◆ **Text to read**
═══
Jesus Gets Our Feet Easter-Ready

Rebecca Sheridan
Sunday, April 21, 2019
Matthew 28:1-10

Christ is risen! He is risen indeed! Alleluia! Are your feet Easter-ready? With spring weather finally here, some of you may be thinking about getting your body swimsuit-ready for the summer, but have you thought about whether your feet are Easter-ready?! When the Marys see the risen Jesus for the first time that Easter morning, Matthew tells us they fall to their knees and embrace his feet. Throughout the gospels people are kind of obsessed with Jesus’ feet. Falling down at someone’s feet was an act of worship, usually reserved for the Roman emperor, at the time. Before the resurrection, Mary anoints Jesus’ feet with perfume and wipes them with her hair. Another woman washes Jesus’ feet with her tears. People sit at Jesus’ feet to listen to his teaching or to receive healing. Jesus’ washes the disciples’ feet and asks them to wash one another’s feet. Jesus also instructs the disciples to shake the dust from their feet if a town does not receive his message. Jesus’ feet and hands are nailed to the cross, and the earth reels and rocks under the Marys’ feet at the empty tomb.
═══
◆ **Provided data**
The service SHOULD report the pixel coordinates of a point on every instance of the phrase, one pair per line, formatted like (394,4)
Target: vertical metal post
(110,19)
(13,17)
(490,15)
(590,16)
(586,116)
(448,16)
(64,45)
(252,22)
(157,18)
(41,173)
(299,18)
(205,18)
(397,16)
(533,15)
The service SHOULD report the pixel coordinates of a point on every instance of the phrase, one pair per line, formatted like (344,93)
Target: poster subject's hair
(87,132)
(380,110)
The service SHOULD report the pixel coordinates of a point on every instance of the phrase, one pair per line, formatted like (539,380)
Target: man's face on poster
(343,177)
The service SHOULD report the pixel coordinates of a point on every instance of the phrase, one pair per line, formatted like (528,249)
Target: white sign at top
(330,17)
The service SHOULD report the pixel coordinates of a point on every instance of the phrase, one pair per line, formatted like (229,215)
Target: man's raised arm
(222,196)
═══
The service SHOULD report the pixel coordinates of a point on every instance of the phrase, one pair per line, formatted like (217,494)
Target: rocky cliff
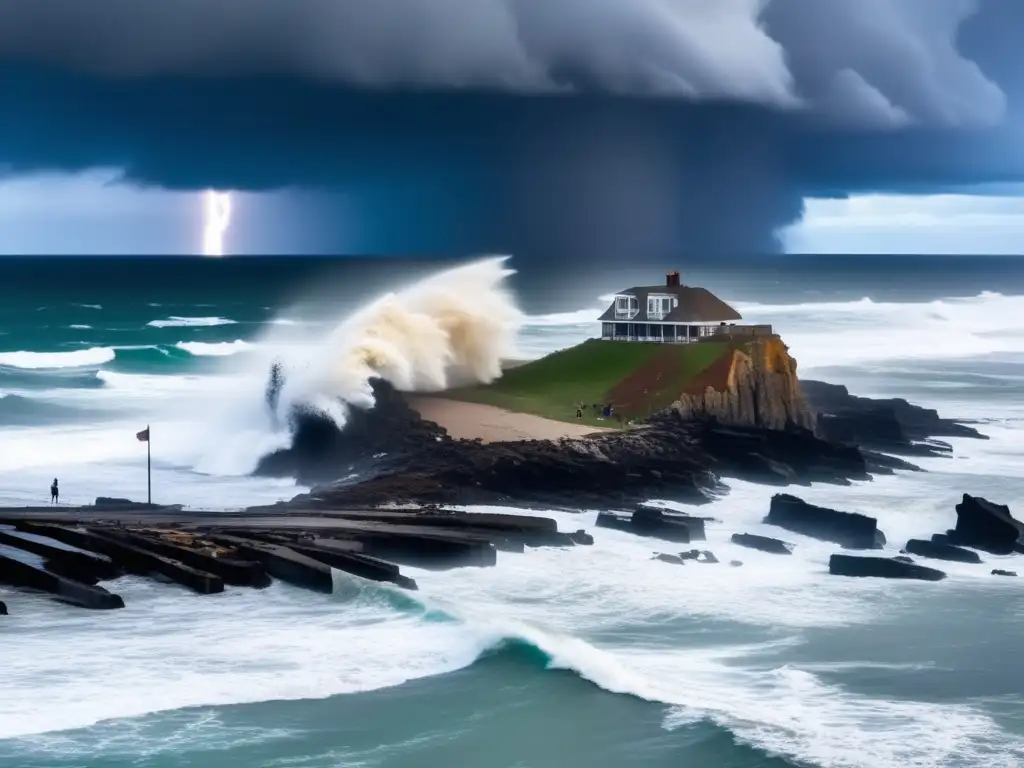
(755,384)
═══
◆ **Tasks to perform**
- a) According to the Easter sermon, what act of worship was usually reserved for the Roman emperor at the time?
- b) Proceed with the Easter sermon, writing on from its last sentence.

◆ **Task results**
- a) Falling down at someone's feet.

- b)
All this talk about feet is not for us to get too squeamish about how our toes will look in sandals in a few weeks, but causes us to ask how God wants us to use our feet after worship is over, to leave the empty tomb along with the women that first Easter morning to share the message about Christ’s resurrection. Jesus tells the women not to hold on to him too tightly, not to stay at his feet in worship, but for them to go use their feet to tell others the good news that he is risen. The angel instructs the women: “Get on your way quickly and tell his disciples, ‘He is risen from the dead. He is going on ahead of you to Galilee. You will see him there.’ That’s the message.” That’s the message we have to share, too! He is risen from the dead, and you will see him, you will see Christ resurrected! Are your feet Easter ready to share that good news with someone who needs to hear it?!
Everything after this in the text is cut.